Exercises to complete –
A - Transcribe the Mallomars essay word for word, everything from "The whole box." down to "depression sucks more.".
B - Write the next part of the Mallomars essay, picking up after its final sentence.

Exercise passage –
The Greatest Cookie of All-Time

Mallomars are controlling, manipulative cookies. I’ve been staring at the empty box for a while now, trying to understand. It’s a weird box, bright yellow, with the word ‘Mallomars’ spelled out in blue and white fluffy, cloudlike glory. But that’s not what gets you. It’s the image of the cookie. Dark chocolate pours perfectly over a shining marshmallow, flowing evenly over the top and down the sides to the graham cracker base. The creepy part is the missing bite. It’s a perfect partial ellipse, with nary a crumb or tooth mark. The bite looks to have been surgically excised, leaving a smiling cookie offering you its high fructose corn syrup happiness. ‘Eat me,’ it says. ‘You’ll feel so good.’

So I did.

The whole box.

For lunch.

This is why my relationship with food needs to change. This is why I need to have my gut replumbed and my brain rewired.

Fat Depression

Depression sucks. Fat depression sucks more.

I’ve gone through periods – days, weeks, months – when I simply couldn’t get out of bed. I’d lie there thinking about how sad I felt, trying to find the mental energy to get up. Sometimes the only thing that would get me up was the realization that I could go down to the kitchen and eat. Not because I was hungry, but to escape the depression. The result: Feeling worse. Back to bed.

Fat depression robs my energy and my will, just like ‘regular’ depression. But instead of leaving me alone with my sadness, fat depression hurts my body too. I have sore knees and an aching back all the time. I sweat bullets doing even the littlest physical tasks – climbing stairs, walking across a parking lot. Moving hurts; sitting still isn’t comfortable either. Armchairs can be too tight and hurt my ass. Airplane seats hurt all over. And on top of all the discomforts, weight gain has robbed me of the ability to do so many of the things I love. That’s fat depression.

Dataset entries:
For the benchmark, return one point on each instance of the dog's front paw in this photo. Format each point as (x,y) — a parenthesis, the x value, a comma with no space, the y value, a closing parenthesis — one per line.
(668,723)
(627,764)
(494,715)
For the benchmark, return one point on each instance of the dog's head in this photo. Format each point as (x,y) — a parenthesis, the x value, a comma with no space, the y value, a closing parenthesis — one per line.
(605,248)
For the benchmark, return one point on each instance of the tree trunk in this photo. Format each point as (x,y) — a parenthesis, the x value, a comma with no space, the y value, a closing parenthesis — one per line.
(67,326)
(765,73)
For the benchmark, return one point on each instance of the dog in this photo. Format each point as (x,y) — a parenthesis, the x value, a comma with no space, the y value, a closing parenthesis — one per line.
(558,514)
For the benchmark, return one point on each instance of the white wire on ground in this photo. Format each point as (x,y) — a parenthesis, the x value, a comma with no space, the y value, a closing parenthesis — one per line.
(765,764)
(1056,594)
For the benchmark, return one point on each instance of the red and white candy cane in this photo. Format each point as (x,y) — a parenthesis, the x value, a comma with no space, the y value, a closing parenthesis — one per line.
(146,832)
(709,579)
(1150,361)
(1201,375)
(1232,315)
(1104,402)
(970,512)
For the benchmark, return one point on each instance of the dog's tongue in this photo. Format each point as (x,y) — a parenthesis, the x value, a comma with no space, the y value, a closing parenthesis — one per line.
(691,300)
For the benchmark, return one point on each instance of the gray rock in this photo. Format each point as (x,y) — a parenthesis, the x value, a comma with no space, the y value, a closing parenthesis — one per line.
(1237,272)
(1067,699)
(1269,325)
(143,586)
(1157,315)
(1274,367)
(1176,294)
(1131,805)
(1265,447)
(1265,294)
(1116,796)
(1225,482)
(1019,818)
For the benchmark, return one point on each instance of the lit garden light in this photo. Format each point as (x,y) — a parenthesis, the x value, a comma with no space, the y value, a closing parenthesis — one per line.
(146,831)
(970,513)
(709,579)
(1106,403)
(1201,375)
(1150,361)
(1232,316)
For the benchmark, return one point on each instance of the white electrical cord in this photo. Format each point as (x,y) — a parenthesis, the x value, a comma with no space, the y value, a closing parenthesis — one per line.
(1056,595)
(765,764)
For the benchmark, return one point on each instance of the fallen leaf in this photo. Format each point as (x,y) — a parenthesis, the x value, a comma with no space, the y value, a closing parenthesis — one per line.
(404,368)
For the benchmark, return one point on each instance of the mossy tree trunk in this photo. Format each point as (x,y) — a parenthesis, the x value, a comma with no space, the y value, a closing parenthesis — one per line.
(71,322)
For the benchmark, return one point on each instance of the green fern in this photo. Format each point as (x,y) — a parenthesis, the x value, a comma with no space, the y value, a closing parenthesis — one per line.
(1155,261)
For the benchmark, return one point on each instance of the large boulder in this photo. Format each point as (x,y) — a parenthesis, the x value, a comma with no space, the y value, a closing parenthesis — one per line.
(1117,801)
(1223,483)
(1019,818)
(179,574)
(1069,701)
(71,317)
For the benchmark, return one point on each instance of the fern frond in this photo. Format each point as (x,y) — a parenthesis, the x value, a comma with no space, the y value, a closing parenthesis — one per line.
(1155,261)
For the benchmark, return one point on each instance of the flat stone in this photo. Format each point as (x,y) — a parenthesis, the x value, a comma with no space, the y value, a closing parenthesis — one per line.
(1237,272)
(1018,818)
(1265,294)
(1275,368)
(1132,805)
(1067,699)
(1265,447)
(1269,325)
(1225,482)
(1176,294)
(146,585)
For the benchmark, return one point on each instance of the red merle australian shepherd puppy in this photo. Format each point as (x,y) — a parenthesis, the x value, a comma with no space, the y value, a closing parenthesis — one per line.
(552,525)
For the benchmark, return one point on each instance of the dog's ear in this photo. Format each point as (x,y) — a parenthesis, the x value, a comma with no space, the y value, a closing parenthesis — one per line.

Answers by task –
A -
The whole box.

For lunch.

This is why my relationship with food needs to change. This is why I need to have my gut replumbed and my brain rewired.

Fat Depression

Depression sucks. Fat depression sucks more.

B -
The thing is, I suffer from regular, garden-variety major depression too. My emotional state has suddenly crashed more times than I care to count. Sometimes because of a job loss or a family crisis. Sometimes just because. Medication and therapy help a little, but mostly it seems I just have to ride it out. It can take months.

I don’t have much real control over my major depression. It has to do with my brain chemistry and I can’t change that. But I’ve got some measure of control over my fat depression, right? I have to believe that if I drop 140-odd pounds and hit a ‘normal weight,’ I will lose my fat depression too.

I’ve been lucky with my obesity in one sense: I haven’t (yet) suffered from any of the serious medical complications. I’ve got asthma and sleep apnea, both of which should ease with weight loss. Fat depression is the biggest obesity-related health issue I’ve dealt with. Can’t wait to kiss that one goodbye.